Print the line containing "# locate distant" and every later line of the records. Keep each one exactly as given, ending with the last.

========================================================================

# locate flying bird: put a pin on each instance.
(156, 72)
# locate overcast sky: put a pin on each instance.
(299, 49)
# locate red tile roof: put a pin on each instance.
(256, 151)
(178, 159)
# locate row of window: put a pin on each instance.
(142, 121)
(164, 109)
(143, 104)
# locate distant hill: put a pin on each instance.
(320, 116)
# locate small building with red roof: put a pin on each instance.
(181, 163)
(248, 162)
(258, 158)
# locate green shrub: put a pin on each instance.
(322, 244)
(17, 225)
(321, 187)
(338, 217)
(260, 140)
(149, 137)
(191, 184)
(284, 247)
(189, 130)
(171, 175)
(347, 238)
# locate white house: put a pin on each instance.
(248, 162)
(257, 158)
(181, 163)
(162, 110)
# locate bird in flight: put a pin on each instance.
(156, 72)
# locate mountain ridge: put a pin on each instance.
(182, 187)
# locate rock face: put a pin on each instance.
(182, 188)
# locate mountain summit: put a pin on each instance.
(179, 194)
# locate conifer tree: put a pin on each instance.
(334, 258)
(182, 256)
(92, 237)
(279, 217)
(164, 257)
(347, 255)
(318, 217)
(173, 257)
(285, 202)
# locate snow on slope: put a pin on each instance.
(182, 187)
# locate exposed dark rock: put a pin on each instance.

========================================================================

## [Solved exercise]
# locate distant hill: put a pin on each instance.
(320, 116)
# locate small building with red roof: put a pin on each instance.
(181, 163)
(248, 162)
(258, 158)
# locate green shrub: put a pin on each instance.
(322, 244)
(17, 225)
(321, 187)
(338, 217)
(260, 140)
(149, 137)
(191, 184)
(284, 247)
(189, 130)
(171, 175)
(347, 238)
# locate white house: put a pin on each instance.
(248, 162)
(257, 158)
(181, 163)
(162, 110)
# locate bird in flight: put a pin on each instance.
(156, 72)
# locate mountain ridge: put a pin on each instance.
(182, 187)
# locate rock face: put a pin on each instance.
(182, 188)
# locate mountain summit: put a pin on each instance.
(179, 194)
# locate conifer tree: put a pin on each instance.
(334, 258)
(182, 256)
(92, 237)
(279, 217)
(164, 257)
(347, 255)
(318, 217)
(173, 257)
(285, 202)
# locate snow on slope: put a pin on each instance.
(182, 187)
# locate exposed dark rock: put a pin on each instance.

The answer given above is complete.